■ EXERCISE REQUIREMENTS:
Find every line in the rows below that contains the word "brown", and copy each of those lines.

■ Location identification rows:
• • •

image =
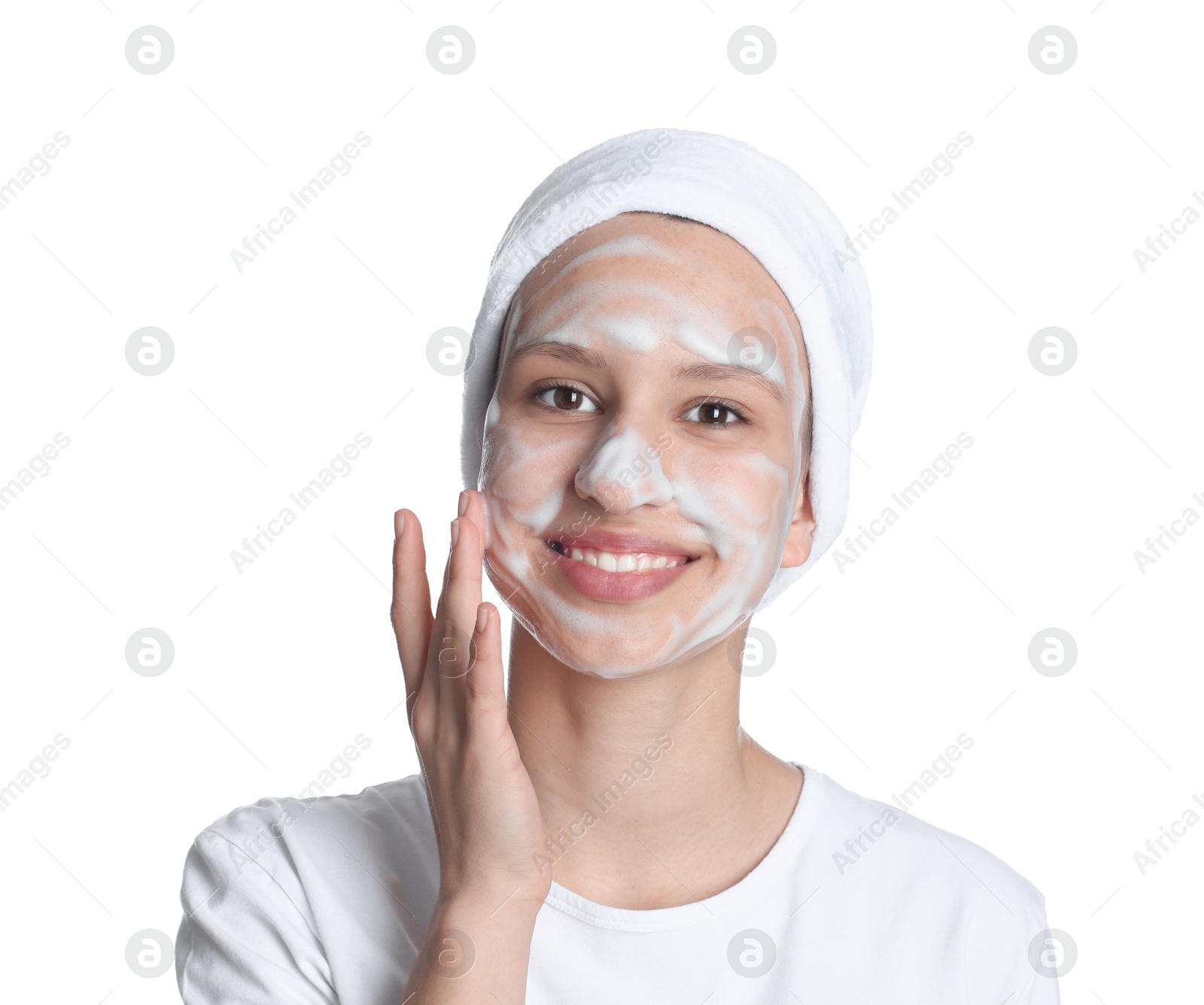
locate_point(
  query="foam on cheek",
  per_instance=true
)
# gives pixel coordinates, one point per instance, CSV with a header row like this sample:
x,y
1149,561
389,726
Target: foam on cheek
x,y
725,504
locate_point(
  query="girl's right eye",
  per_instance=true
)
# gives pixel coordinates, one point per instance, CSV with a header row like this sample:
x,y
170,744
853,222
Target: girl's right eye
x,y
566,399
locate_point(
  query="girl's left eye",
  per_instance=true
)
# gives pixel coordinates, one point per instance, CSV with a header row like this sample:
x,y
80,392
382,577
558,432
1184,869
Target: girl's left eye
x,y
566,399
713,413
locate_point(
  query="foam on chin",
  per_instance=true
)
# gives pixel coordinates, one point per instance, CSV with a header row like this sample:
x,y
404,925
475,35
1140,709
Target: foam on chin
x,y
722,504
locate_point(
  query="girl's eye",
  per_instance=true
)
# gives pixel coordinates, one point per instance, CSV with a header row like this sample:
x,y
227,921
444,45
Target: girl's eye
x,y
567,399
713,413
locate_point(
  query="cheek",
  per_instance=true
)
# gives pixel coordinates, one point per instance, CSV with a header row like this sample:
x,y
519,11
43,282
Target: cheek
x,y
740,505
525,480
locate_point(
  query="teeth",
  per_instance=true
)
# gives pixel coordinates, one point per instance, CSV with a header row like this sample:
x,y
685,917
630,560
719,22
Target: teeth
x,y
625,562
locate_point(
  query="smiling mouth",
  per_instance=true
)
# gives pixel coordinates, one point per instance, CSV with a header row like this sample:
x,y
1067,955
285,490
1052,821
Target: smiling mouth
x,y
620,562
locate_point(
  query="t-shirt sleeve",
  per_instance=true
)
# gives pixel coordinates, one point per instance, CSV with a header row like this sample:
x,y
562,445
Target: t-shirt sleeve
x,y
999,950
247,934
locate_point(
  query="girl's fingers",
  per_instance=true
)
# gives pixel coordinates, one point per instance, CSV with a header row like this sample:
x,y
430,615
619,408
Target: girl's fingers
x,y
463,593
411,609
487,680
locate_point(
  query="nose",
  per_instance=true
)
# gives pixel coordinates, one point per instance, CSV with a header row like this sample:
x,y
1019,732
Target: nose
x,y
623,471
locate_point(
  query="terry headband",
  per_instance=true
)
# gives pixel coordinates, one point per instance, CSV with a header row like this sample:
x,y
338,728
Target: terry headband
x,y
750,196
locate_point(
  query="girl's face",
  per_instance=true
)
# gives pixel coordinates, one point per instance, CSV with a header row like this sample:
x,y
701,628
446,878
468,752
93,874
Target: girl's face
x,y
643,449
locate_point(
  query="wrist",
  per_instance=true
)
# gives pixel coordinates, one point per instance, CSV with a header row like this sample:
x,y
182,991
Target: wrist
x,y
479,904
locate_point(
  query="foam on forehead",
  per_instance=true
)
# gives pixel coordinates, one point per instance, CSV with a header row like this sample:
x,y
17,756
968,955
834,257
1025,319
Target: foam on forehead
x,y
673,309
754,199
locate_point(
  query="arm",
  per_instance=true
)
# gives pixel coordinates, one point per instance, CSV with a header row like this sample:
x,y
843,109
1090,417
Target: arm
x,y
485,812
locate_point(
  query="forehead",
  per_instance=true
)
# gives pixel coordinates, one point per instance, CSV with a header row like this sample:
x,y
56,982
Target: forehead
x,y
649,268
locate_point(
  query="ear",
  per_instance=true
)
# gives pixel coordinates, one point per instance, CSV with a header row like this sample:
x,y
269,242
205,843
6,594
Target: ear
x,y
802,527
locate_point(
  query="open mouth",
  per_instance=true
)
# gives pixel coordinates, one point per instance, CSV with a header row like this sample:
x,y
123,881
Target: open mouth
x,y
619,565
613,561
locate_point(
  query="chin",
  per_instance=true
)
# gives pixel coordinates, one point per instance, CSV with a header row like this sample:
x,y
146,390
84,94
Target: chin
x,y
619,640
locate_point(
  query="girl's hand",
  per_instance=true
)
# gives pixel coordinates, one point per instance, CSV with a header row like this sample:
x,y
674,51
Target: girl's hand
x,y
485,808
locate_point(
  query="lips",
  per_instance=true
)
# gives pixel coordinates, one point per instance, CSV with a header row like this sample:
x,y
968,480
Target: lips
x,y
619,568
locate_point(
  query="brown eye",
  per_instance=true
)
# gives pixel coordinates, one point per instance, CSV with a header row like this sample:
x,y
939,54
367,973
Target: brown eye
x,y
566,399
713,413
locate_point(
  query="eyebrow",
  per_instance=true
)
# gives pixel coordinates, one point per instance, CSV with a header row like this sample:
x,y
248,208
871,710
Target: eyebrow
x,y
722,371
570,353
694,371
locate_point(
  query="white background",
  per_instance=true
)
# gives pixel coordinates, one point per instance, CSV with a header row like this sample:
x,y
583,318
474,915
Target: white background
x,y
280,666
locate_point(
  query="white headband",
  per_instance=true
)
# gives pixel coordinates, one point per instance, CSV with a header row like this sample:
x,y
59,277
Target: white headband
x,y
748,196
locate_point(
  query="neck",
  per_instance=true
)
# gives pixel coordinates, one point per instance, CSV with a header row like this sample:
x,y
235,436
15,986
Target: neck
x,y
650,790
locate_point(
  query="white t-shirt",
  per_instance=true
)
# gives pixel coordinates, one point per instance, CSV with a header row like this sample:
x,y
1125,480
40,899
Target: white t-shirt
x,y
328,900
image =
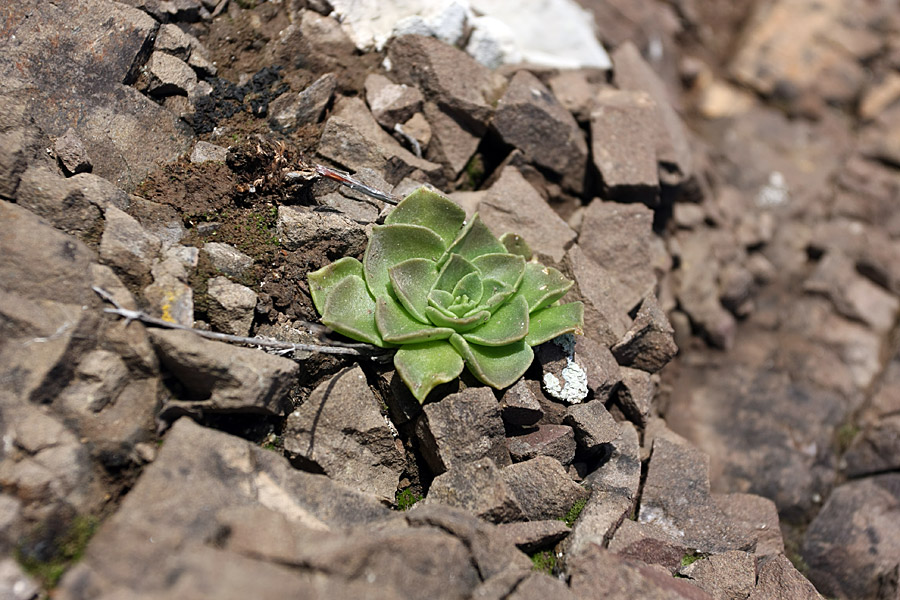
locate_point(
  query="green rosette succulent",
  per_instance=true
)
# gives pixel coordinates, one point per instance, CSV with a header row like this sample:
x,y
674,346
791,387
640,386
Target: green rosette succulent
x,y
446,293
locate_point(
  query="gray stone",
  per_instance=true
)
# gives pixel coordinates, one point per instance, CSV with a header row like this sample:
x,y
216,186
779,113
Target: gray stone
x,y
778,579
391,103
353,139
620,238
519,405
543,488
593,425
555,441
531,536
476,487
598,573
852,545
226,259
614,491
462,428
126,246
447,76
676,497
723,576
624,132
531,119
290,110
635,395
70,152
650,342
231,306
300,228
206,152
513,205
341,430
90,91
231,379
632,73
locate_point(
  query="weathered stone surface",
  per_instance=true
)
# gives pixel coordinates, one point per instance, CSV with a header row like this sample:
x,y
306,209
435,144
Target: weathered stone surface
x,y
126,246
353,139
461,428
605,299
593,425
624,132
340,429
555,441
513,205
519,405
778,579
292,110
531,119
853,543
88,92
391,103
543,488
478,488
635,395
620,238
614,489
598,573
531,536
227,259
206,152
632,73
231,306
676,497
231,379
723,576
300,228
650,342
447,76
70,152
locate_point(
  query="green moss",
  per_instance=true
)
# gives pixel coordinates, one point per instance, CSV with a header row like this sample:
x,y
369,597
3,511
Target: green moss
x,y
572,515
544,561
46,556
406,498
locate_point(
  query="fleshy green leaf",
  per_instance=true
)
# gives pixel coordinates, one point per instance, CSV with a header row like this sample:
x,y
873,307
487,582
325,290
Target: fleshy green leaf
x,y
453,270
497,366
552,321
468,290
457,323
507,325
391,245
424,366
542,286
321,281
474,240
411,281
350,310
516,244
398,327
430,209
505,268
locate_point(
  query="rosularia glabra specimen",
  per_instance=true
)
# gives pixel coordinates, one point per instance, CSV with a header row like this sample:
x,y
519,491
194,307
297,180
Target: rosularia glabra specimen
x,y
446,293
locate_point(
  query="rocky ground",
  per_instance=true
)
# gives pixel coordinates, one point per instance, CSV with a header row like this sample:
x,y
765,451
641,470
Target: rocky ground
x,y
722,191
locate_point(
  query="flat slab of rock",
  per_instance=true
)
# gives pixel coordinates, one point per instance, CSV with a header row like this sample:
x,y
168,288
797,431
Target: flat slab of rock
x,y
531,119
463,427
231,379
341,430
512,205
624,130
543,488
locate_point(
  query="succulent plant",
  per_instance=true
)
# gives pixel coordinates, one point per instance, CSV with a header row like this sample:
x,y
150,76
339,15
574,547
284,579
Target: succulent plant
x,y
446,293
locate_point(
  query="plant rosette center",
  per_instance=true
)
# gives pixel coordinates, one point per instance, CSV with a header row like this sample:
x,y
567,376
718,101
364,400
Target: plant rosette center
x,y
447,294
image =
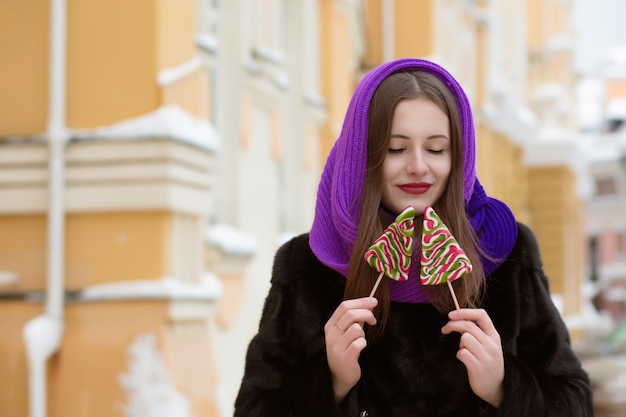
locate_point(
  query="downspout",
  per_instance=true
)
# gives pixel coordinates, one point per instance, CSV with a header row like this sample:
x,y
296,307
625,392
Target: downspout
x,y
43,334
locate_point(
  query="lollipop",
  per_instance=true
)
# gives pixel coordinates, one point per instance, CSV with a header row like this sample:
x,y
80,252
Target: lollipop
x,y
443,260
391,252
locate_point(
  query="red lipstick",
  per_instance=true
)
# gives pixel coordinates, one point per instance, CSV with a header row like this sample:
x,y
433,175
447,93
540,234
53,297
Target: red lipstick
x,y
415,187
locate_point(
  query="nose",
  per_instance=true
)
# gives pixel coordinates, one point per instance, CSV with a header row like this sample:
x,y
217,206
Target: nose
x,y
416,164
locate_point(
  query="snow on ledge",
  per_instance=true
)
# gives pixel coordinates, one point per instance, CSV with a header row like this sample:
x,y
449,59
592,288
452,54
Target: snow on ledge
x,y
209,289
169,76
230,240
8,277
167,121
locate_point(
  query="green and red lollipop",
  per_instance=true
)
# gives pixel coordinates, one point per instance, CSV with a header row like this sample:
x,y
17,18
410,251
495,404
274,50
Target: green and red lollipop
x,y
443,260
391,252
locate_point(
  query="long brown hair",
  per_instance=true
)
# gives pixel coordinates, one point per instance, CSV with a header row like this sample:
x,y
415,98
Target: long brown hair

• • •

■ OUTPUT OF THE EXERCISE:
  query="brown eye",
Target: brown eye
  query="long brown hair",
Target: long brown hair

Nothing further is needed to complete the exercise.